RECORDS SHOWN ->
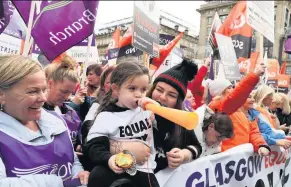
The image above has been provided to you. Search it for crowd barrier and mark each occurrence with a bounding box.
[156,144,291,187]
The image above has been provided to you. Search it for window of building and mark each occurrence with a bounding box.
[219,14,227,23]
[264,37,274,58]
[221,8,228,12]
[207,17,212,25]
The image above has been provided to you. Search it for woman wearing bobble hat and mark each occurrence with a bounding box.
[111,57,201,172]
[208,64,270,155]
[0,55,89,187]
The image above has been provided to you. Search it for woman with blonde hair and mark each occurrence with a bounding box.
[43,58,81,147]
[0,55,89,187]
[276,93,291,134]
[253,84,277,129]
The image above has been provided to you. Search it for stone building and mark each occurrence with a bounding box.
[95,11,198,59]
[196,1,291,63]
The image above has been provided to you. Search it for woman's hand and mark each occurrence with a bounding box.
[110,140,151,165]
[279,123,290,131]
[203,57,211,68]
[75,145,83,156]
[276,139,291,149]
[166,148,185,168]
[72,88,87,105]
[137,97,160,110]
[254,63,266,76]
[76,171,90,185]
[108,155,124,174]
[258,147,270,156]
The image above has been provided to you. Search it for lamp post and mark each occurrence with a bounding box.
[278,27,291,65]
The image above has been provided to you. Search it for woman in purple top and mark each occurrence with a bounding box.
[0,55,89,187]
[43,58,81,148]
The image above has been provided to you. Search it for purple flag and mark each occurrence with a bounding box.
[0,0,15,34]
[12,0,99,61]
[284,35,291,54]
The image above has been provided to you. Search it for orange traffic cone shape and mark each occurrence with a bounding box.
[145,103,198,130]
[152,32,184,69]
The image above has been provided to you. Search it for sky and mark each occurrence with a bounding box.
[96,1,206,30]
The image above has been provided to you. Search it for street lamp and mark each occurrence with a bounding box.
[278,27,291,64]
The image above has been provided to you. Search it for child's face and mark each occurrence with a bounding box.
[243,95,255,110]
[117,75,149,109]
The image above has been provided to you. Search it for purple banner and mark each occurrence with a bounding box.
[284,35,291,54]
[0,0,15,34]
[12,0,99,61]
[159,34,175,45]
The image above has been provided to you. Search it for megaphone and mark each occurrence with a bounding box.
[145,103,198,130]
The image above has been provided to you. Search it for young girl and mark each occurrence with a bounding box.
[85,62,159,187]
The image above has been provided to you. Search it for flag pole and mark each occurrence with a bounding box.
[23,1,36,56]
[81,34,93,87]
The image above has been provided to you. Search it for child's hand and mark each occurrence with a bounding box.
[137,97,160,110]
[276,139,291,149]
[108,155,124,174]
[166,148,185,168]
[258,147,270,156]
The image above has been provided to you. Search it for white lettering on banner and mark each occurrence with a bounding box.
[67,46,97,63]
[49,9,96,45]
[266,71,277,78]
[246,1,275,43]
[0,33,21,55]
[278,80,288,85]
[0,1,14,29]
[125,47,137,55]
[156,144,291,187]
[232,40,244,49]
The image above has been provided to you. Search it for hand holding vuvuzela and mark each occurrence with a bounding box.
[145,103,198,130]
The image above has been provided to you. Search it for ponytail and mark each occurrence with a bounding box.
[45,57,79,83]
[95,89,112,118]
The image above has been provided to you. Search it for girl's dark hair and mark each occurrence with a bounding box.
[97,59,150,115]
[202,113,233,138]
[86,64,103,76]
[147,82,186,147]
[45,58,79,83]
[96,66,115,103]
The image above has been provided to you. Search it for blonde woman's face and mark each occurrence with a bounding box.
[47,79,77,106]
[1,71,47,124]
[263,94,273,107]
[269,102,281,110]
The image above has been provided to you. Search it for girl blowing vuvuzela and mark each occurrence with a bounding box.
[85,62,159,187]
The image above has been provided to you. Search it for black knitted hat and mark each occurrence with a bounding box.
[154,59,198,98]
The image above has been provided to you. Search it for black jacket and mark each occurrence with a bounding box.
[154,115,202,173]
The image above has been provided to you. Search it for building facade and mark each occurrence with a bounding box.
[196,1,291,62]
[95,11,199,59]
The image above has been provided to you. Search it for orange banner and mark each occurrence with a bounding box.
[238,52,260,74]
[267,59,280,80]
[277,74,290,88]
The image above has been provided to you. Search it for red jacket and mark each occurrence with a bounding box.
[209,73,267,151]
[188,65,208,109]
[209,73,260,115]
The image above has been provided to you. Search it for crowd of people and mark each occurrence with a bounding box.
[0,55,291,187]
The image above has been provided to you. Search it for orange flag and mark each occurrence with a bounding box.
[280,61,287,74]
[218,1,253,60]
[151,32,184,69]
[119,24,133,48]
[108,27,120,49]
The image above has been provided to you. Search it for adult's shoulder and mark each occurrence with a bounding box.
[38,109,67,133]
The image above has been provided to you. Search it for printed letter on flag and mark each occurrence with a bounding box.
[12,0,99,61]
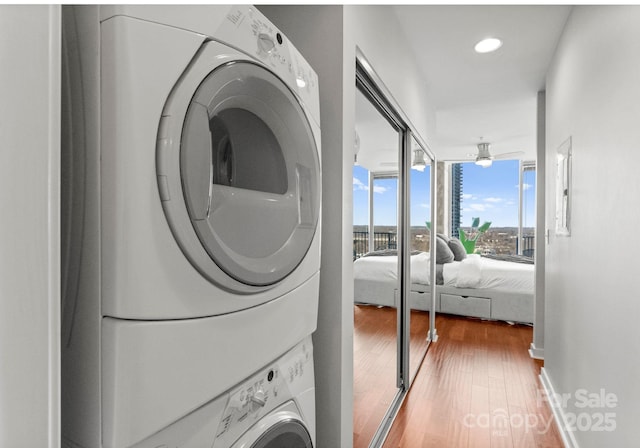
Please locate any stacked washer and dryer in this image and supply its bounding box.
[62,5,321,448]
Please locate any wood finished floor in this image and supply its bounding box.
[354,313,563,448]
[353,305,429,447]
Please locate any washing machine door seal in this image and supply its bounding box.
[245,419,313,448]
[158,41,320,292]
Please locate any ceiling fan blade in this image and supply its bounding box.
[493,151,524,160]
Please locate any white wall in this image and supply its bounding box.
[259,5,434,448]
[529,92,547,359]
[0,5,60,448]
[545,6,640,448]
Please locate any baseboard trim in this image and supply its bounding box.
[529,342,544,360]
[540,367,580,448]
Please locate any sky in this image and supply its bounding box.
[353,165,431,226]
[353,160,535,227]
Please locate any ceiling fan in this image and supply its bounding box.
[452,142,524,168]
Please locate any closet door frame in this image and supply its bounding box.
[356,48,437,448]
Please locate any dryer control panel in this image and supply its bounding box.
[212,342,313,448]
[219,5,320,124]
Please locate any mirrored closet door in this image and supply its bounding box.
[353,54,435,448]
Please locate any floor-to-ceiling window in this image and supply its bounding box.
[449,160,535,256]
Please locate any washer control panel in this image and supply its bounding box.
[212,342,313,448]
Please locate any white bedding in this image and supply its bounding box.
[353,252,534,293]
[353,252,430,285]
[442,255,534,293]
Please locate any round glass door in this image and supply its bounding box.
[251,420,313,448]
[175,62,320,286]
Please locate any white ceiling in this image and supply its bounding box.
[356,5,571,170]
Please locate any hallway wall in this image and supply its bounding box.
[0,5,60,448]
[545,6,640,448]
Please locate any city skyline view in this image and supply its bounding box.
[353,160,535,227]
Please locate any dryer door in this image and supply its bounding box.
[159,54,320,289]
[251,420,313,448]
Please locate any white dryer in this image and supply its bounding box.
[63,5,321,447]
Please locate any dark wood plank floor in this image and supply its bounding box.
[380,315,563,448]
[353,305,429,448]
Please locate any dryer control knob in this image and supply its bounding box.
[251,389,267,407]
[258,33,276,54]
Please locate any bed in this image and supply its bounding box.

GIVEN INSTRUCTION -> Write out the entire listing above word for word, keeping every line in its original order. Leave out the pictures.

IN RESPONSE ->
The image above has been provided to you. Search it for crowd barrier and mark each occurrence with a bounding box.
[156,144,291,187]
The image above has been provided to you. Search it for window of building and mark each occurrence with a bounding box.
[219,14,227,23]
[264,37,274,58]
[221,8,228,12]
[207,17,212,25]
The image above has been provided to you. Search it for woman wearing bobble hat and mark each occurrence with a bounding box.
[111,57,201,172]
[208,64,270,155]
[0,55,89,187]
The image above has been provided to you. Search it for woman with blonde hair and mark each occurrence with a bounding box.
[43,58,81,147]
[0,55,89,187]
[276,93,291,134]
[253,84,277,129]
The image above has been provided to you. Search it for stone building and mark each occurrence with a bounding box.
[95,11,198,59]
[196,1,291,63]
The image above has been provided to you. Search it for woman's hand and mark each occurrence with a bounding box.
[110,140,151,165]
[279,123,290,131]
[203,57,211,68]
[75,145,83,156]
[276,139,291,149]
[166,148,185,168]
[72,88,87,105]
[137,97,160,110]
[254,63,266,76]
[76,171,90,185]
[108,155,124,174]
[258,147,270,156]
The image above has been provided to you. Search it for lamp post and mark each occurrence with a bounding box.
[278,27,291,65]
The image above has been provided to you. Search it for woman in purple top and mark each occurrence with a bounding box.
[0,55,89,187]
[43,58,81,148]
The image above has been provided to you. Search it for purple flag and mark each occurrence with a bounding box.
[0,0,15,34]
[12,0,99,61]
[284,35,291,54]
The image above has been provided to you. Search it for orange traffic cone shape and mark each occurrence with a bounding box.
[145,103,198,130]
[152,32,184,69]
The image above has been provided to you. Search it for sky and mark each occurrence with a bounding box.
[96,1,206,30]
The image above has been provided to you. Search it for street lamp and mark each occurrence with a bounding box.
[278,27,291,64]
The image above has been provided to you. Search it for child's face and mark each occurrence with a bounding box.
[243,95,255,110]
[117,75,149,109]
The image above has been provided to you. Search it for purple banner and mark each occurrence with a bounding box.
[284,35,291,54]
[0,0,15,34]
[12,0,99,61]
[159,34,175,45]
The image above has been provided to you. Search it for megaphone and mark each occurrence with a bounding box.
[145,103,198,130]
The image above has been provided to you. Search it for young girl and mark each occurrence with a bounding box.
[85,62,159,187]
The image above has been provided to you. Search it for flag pole and mark each occurrence with a bounding box.
[23,1,36,56]
[81,34,93,87]
The image above has been provided to you. Search it for child's hand and mark each occurrence with a bounding box.
[137,97,160,110]
[276,139,291,149]
[108,155,124,174]
[166,148,185,168]
[258,147,270,156]
The image above has been provided to you. Search it for white lettering on banner and mark each occurrence with a bounding box.
[67,46,97,63]
[49,9,96,45]
[266,71,277,78]
[246,1,275,43]
[0,33,21,55]
[278,80,288,85]
[0,1,14,29]
[125,47,137,55]
[156,144,291,187]
[232,40,244,49]
The image above has been provided to you. Search it for hand holding vuvuzela and mark each occurrence with a bounding box.
[145,103,198,130]
The image above has been provided to you. Search it for ponytail and mark each occurrence with a bounding box.
[45,57,79,83]
[95,89,112,118]
The image above has been provided to you. Search it for girl's dark hair and mark each occurrence with a bounding box.
[97,59,150,115]
[202,113,233,138]
[86,64,103,76]
[147,82,186,147]
[45,58,79,83]
[96,66,115,103]
The image above has been provided to you. Search it for blonde woman's face and mark each occurrence with a bounding box.
[47,79,77,106]
[1,71,47,124]
[263,94,273,107]
[269,102,281,110]
The image above has been provided to you. Search it for girl blowing vuvuzela and mark each occurrence with a bounding box.
[85,62,159,187]
The image above has been provided to you. Search it for black knitted hat and mark each occurrence with a bounding box.
[154,59,198,98]
The image above has been provided to you. Search it for black jacket and mark each occurrence with a bounding box.
[154,115,202,173]
The image above has been provided to you. Search it for building facade and mark each occurrence with a bounding box.
[196,1,291,62]
[95,11,199,59]
The image above has been provided to you. Search it for orange banner and mark each occurrence with a bounding box.
[238,52,260,74]
[267,59,280,80]
[277,74,290,88]
The image above has been provided to you. Search it for red jacket and mark each occurrence with a bounding box.
[209,73,267,151]
[188,65,208,109]
[209,73,260,115]
The image above has been provided to you. Search it for crowd of people and mark each occurrence with a bounding box.
[0,55,291,187]
The image above has been provided to you. Search it for orange flag and mark each occurrence with a bounding box.
[280,61,287,74]
[218,1,253,60]
[151,32,184,69]
[119,24,133,48]
[108,27,120,49]
The image above has been provided to you. Search it for adult's shoulder and mark each occurrence with a bounding box.
[38,109,67,133]
The image above has been provided to you. Search it for printed letter on flag and mark each occurrence with a bounding box.
[12,0,99,61]
Please locate any stacked washer and dryer in this image and supply its bounding box.
[62,5,321,448]
Please locate any wood finished floor in this image and supply its bounding box.
[354,313,563,448]
[353,305,429,447]
Please locate any washing machine door seal in this image and supply its bounding box.
[245,419,313,448]
[158,41,320,292]
Please locate any ceiling fan blade in this image and supply its bounding box.
[493,151,524,160]
Please locate any white wall in this image and supply its bounding box.
[259,5,434,448]
[529,92,547,359]
[0,5,60,448]
[545,6,640,448]
Please locate any baseboard trim in this image and supply its bounding box.
[529,342,544,360]
[540,367,580,448]
Please locate any sky in this image and supply its bounding box.
[353,165,431,226]
[353,160,535,227]
Please locate any ceiling fan in this image and supply its bounding box.
[452,142,524,168]
Please locate any closet door frame in this image and supply its bounding box.
[356,48,437,448]
Please locate any dryer control panel in this image and supply its bounding box.
[212,342,313,448]
[219,5,320,124]
Please locate any mirrored closet door in this image and supply its bounding box.
[353,54,435,448]
Please locate any floor-to-ceiling window in this image and supply its bounding box.
[449,160,535,256]
Please locate any washer control panel in this image and supply its bounding box.
[212,342,313,448]
Please locate any white bedding in this image and supply its bounding box.
[353,252,534,293]
[353,252,430,285]
[442,255,534,293]
Please locate any round glass door in this image and supply its bounding box.
[251,420,313,448]
[175,62,320,286]
Please locate any white ceiling in this image and supply its bounding box.
[356,5,571,170]
Please locate any hallway wall in this image and supply its bounding box.
[0,5,60,448]
[545,6,640,448]
Please locate any city skyline view in this image and supply its bounding box.
[353,160,535,227]
Please locate any dryer door in this image and supply its bounding box.
[159,54,320,289]
[251,420,313,448]
Please locate any white dryer in this image and supply its bounding box.
[63,5,321,447]
Please locate any dark wood plank floor in this image and supply its bounding box.
[380,315,563,448]
[353,305,429,448]
Please locate any dryer control knob in this image and supply its bounding box.
[251,389,267,407]
[258,33,276,54]
Please locate any bed in this image and supply its bounding box.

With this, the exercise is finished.